--- EXCERPT TO READ ---
Tax Position and Deductions

    Build a Q4 forecast from YTD actuals plus expected Q4 activity, then apply known book-to-tax adjustments (M-1 items, depreciation differences, meals 50%). The projection drives whether the rest of the planning leans into deductions or loss-utilization.

    For profitable years, evaluate Section 179 (limited to taxable income) and bonus depreciation (no income limit, phasing down each year). Asset must be placed in service by Dec 31 — invoicing alone is not enough; document delivery and setup dates.

    For loss years, model the post-TCJA 80% NOL limitation against next-year projections and decide whether to accelerate income instead. For S-corps and partnerships, update each owner's stock and debt basis schedules — losses without basis are suspended, not deducted.

    Section 199A QBI requires W-2 wage and UBIA testing above the income threshold. For pass-through clients in PTET states (NY, CA, NJ, etc.), confirm the entity-level election is filed by the state's deadline so owners get the federal SALT-cap workaround.

    Section 174 still requires R&E capitalization — confirm the client has tracked qualified expenses by project. For Section 41 R&D credit, document the four-part test contemporaneously; retroactive substantiation is the top reason the credit gets disallowed on exam.

Income Timing and Capital Plans

    Compare current-year vs. next-year projected marginal rates including QBI phaseouts. Cash-basis clients can defer December invoices; accrual-basis clients have less flexibility but can time deliveries and milestone-based revenue recognition.

    Prepay state taxes (subject to SALT cap), insurance under the 12-month rule, and recurring service contracts. For cash-basis clients, credit-card charges count as paid when charged — useful lever for late-December moves.

    Asset must be placed in service — installed and ready for use — by Dec 31, not merely ordered. Coordinate with operations on delivery and setup; back-dated in-service dates are an audit flag.
---
_BRIEF_. Extend the year-end tax planning notes with the next part, picking up after the paragraph on placing assets in service by Dec 31.
--- DATA SUPPLIED ---
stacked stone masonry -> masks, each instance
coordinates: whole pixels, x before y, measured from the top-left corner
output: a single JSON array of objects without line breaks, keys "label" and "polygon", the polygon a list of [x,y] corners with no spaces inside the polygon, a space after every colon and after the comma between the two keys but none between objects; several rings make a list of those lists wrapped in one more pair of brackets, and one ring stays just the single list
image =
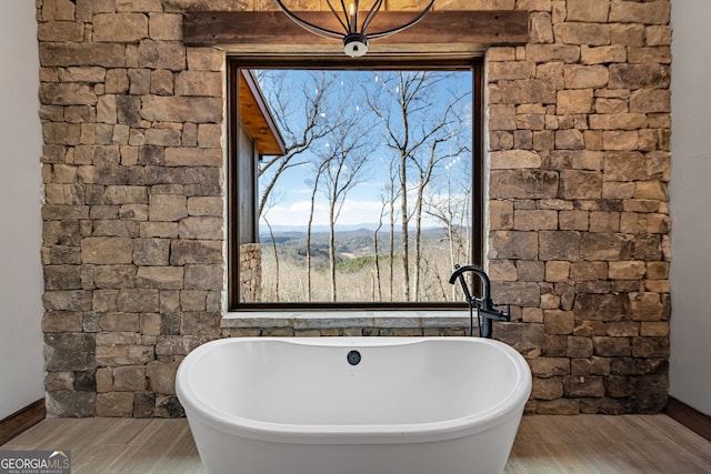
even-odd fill
[{"label": "stacked stone masonry", "polygon": [[[180,416],[177,366],[217,337],[463,334],[221,327],[224,53],[186,47],[182,12],[271,2],[36,3],[50,416]],[[670,1],[437,8],[530,11],[530,42],[485,56],[488,265],[514,319],[494,336],[531,365],[528,411],[659,412],[671,314]]]}]

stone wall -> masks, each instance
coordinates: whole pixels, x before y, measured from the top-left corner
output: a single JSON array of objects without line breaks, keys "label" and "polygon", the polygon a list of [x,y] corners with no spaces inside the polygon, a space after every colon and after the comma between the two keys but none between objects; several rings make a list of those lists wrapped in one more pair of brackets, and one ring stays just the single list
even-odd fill
[{"label": "stone wall", "polygon": [[[50,416],[179,416],[174,373],[221,329],[224,56],[188,9],[266,0],[36,0]],[[391,1],[390,8],[410,8]],[[262,7],[268,6],[268,7]],[[525,9],[487,53],[489,269],[534,374],[530,412],[658,412],[669,359],[669,0],[442,0]],[[291,324],[291,323],[290,323]],[[301,326],[300,326],[301,327]]]},{"label": "stone wall", "polygon": [[262,301],[262,245],[240,245],[240,299],[242,303]]}]

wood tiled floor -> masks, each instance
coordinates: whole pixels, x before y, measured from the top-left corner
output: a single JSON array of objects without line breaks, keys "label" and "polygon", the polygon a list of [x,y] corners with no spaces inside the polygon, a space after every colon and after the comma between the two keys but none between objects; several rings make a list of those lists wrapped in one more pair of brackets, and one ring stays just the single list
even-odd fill
[{"label": "wood tiled floor", "polygon": [[[184,420],[49,418],[0,448],[70,450],[73,474],[206,472]],[[505,472],[711,473],[711,442],[665,415],[525,416]]]}]

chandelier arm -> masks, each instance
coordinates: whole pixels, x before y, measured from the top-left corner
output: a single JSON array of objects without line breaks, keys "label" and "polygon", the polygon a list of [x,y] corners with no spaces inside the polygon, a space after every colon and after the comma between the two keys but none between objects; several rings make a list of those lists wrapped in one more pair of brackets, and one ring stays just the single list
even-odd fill
[{"label": "chandelier arm", "polygon": [[[336,18],[338,18],[338,22],[341,23],[341,27],[343,27],[343,29],[346,31],[349,30],[348,24],[343,23],[343,19],[341,18],[340,14],[338,14],[338,11],[336,11],[336,8],[333,8],[333,4],[331,3],[331,0],[326,0],[326,3],[329,6],[329,8],[331,9],[331,12],[333,13],[333,16]],[[342,3],[342,2],[341,2]],[[348,21],[348,17],[346,18],[346,21]]]},{"label": "chandelier arm", "polygon": [[[351,24],[351,16],[348,14],[348,7],[346,7],[344,0],[341,0],[341,9],[343,10],[343,17],[346,17],[346,34],[349,34],[353,30],[353,28],[356,28],[356,26]],[[333,13],[336,13],[336,11]],[[338,16],[338,13],[336,14]],[[342,21],[341,24],[343,24]]]},{"label": "chandelier arm", "polygon": [[373,18],[375,18],[375,14],[378,13],[378,11],[380,11],[380,7],[382,7],[382,2],[383,0],[377,0],[373,2],[373,6],[370,8],[370,11],[365,16],[365,20],[363,20],[363,26],[360,28],[361,33],[365,34],[365,30],[368,29],[370,23],[373,21]]},{"label": "chandelier arm", "polygon": [[[277,1],[279,1],[279,0],[277,0]],[[400,31],[404,31],[410,27],[414,27],[420,21],[422,21],[424,16],[432,9],[433,4],[434,4],[434,0],[431,0],[430,4],[428,4],[424,10],[422,10],[417,17],[414,17],[410,22],[403,24],[402,27],[393,28],[391,30],[385,30],[385,31],[379,31],[377,33],[369,33],[368,38],[369,39],[384,38],[384,37],[391,36],[391,34],[399,33]]]},{"label": "chandelier arm", "polygon": [[353,3],[353,6],[351,7],[353,9],[353,18],[351,21],[352,30],[349,31],[350,33],[358,32],[358,10],[360,9],[360,0],[354,0],[354,1],[356,3]]},{"label": "chandelier arm", "polygon": [[339,33],[338,31],[331,31],[331,30],[328,30],[326,28],[321,28],[321,27],[318,27],[318,26],[316,26],[313,23],[310,23],[310,22],[297,17],[296,14],[293,14],[283,4],[283,2],[281,0],[276,0],[276,1],[279,4],[279,7],[281,7],[282,11],[287,14],[287,17],[289,17],[294,23],[299,24],[304,30],[309,30],[313,34],[318,34],[319,37],[323,37],[323,38],[336,38],[336,39],[339,39],[339,40],[343,39],[343,33]]}]

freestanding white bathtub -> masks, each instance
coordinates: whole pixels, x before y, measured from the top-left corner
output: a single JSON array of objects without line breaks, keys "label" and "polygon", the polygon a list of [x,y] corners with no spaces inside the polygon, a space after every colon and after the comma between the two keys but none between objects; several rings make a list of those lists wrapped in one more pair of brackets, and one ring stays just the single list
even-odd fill
[{"label": "freestanding white bathtub", "polygon": [[212,474],[488,474],[531,372],[478,337],[237,337],[188,354],[176,389]]}]

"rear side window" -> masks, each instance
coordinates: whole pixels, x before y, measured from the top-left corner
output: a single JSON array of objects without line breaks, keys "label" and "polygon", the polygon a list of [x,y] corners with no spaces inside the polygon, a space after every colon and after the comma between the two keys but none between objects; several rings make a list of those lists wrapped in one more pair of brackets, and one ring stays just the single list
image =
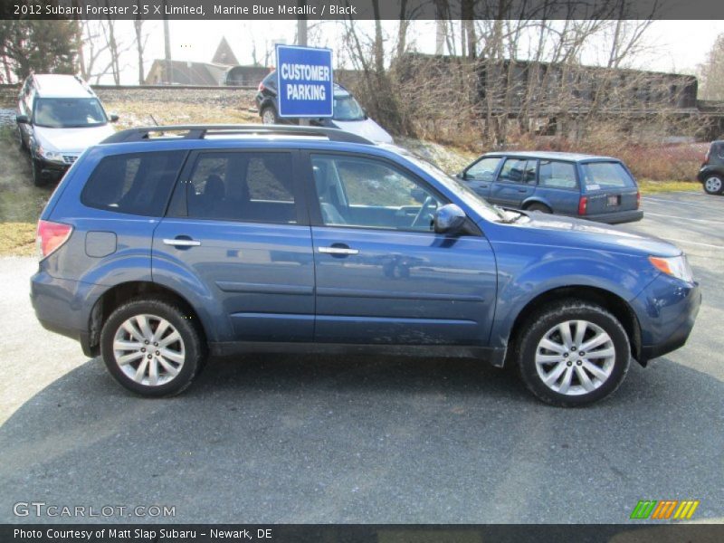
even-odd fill
[{"label": "rear side window", "polygon": [[535,183],[536,161],[526,158],[508,158],[498,175],[498,180],[509,183]]},{"label": "rear side window", "polygon": [[538,185],[548,188],[577,188],[576,166],[570,162],[541,160],[538,167]]},{"label": "rear side window", "polygon": [[188,216],[296,223],[291,172],[289,153],[203,153],[186,186]]},{"label": "rear side window", "polygon": [[619,162],[590,162],[581,166],[587,190],[633,188],[636,186],[626,168]]},{"label": "rear side window", "polygon": [[161,216],[186,151],[115,155],[103,158],[81,195],[89,207]]},{"label": "rear side window", "polygon": [[495,175],[495,170],[498,169],[498,165],[500,163],[500,157],[482,158],[468,168],[465,172],[465,178],[492,181],[492,176]]}]

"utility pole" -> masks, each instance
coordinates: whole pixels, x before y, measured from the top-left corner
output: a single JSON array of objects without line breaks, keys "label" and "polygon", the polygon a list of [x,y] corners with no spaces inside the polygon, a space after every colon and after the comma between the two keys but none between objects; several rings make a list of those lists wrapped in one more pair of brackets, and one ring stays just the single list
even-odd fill
[{"label": "utility pole", "polygon": [[164,67],[164,76],[165,76],[165,82],[167,85],[171,84],[171,34],[168,32],[168,16],[166,14],[166,3],[167,0],[164,0],[164,50],[165,50],[165,67]]}]

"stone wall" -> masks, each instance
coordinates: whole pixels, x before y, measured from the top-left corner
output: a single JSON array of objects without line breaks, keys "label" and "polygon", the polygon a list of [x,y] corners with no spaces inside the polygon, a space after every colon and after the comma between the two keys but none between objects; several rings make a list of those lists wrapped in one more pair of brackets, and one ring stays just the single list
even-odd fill
[{"label": "stone wall", "polygon": [[[252,87],[114,87],[94,85],[103,102],[157,101],[214,104],[222,107],[253,107],[256,89]],[[0,85],[0,108],[14,108],[17,85]]]}]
---
_ANSWER FOR THIS EXERCISE_.
    Model the after-tax cost of buy (179/bonus depreciation, interest deduction) vs. operating lease (full deduction over term). Factor in cash flow and ASC 842 balance-sheet treatment if the client follows GAAP.

Estimated Tax and Year-End Payments

    Q4 individual estimates are due Jan 15; C-corp estimates are due Dec 15. Use the annualized-income method if income is back-loaded, otherwise the prior-year safe harbor is simpler.

    Safe harbor for individuals: 100% of prior-year tax (110% if prior AGI exceeded $150K). Confirm cumulative withholding plus estimates already paid clear the threshold. Missing safe harbor exposes the client to underpayment penalty even if the return is paid in full by April.

    Submit the catch-up via EFTPS or the state portal before Jan 15. Increasing year-end W-2 withholding (treated as paid evenly across the year) is an alternative that eliminates the prior quarters' underpayment.

    Solo 401(k) employee deferrals must be elected by Dec 31; employer contributions can wait until the return due date including extensions. SEP-IRA and SIMPLE-IRA have their own deadlines — confirm against the plan document, not just the federal calendar.

Advisor Consultation and Sign-off

    Book the meeting with the partner or tax advisor at least three weeks before year-end. December calendars compress fast — waiting until mid-month means decisions get rushed past the deadlines that matter (Section 179 placed-in-service, PTET elections, retirement deferrals).

    Package the projected TB, Q4 forecast, basis schedules, depreciation roll-forward, and the 1099 vendor worksheet. Deliver via SmartVault or TaxDome — never email SSN-bearing documents.

    Review pending legislation, expiring TCJA provisions, and IRS revenue procedures issued in Q4. Note any items where deferring or accelerating into the new year produces a different result under updated rules.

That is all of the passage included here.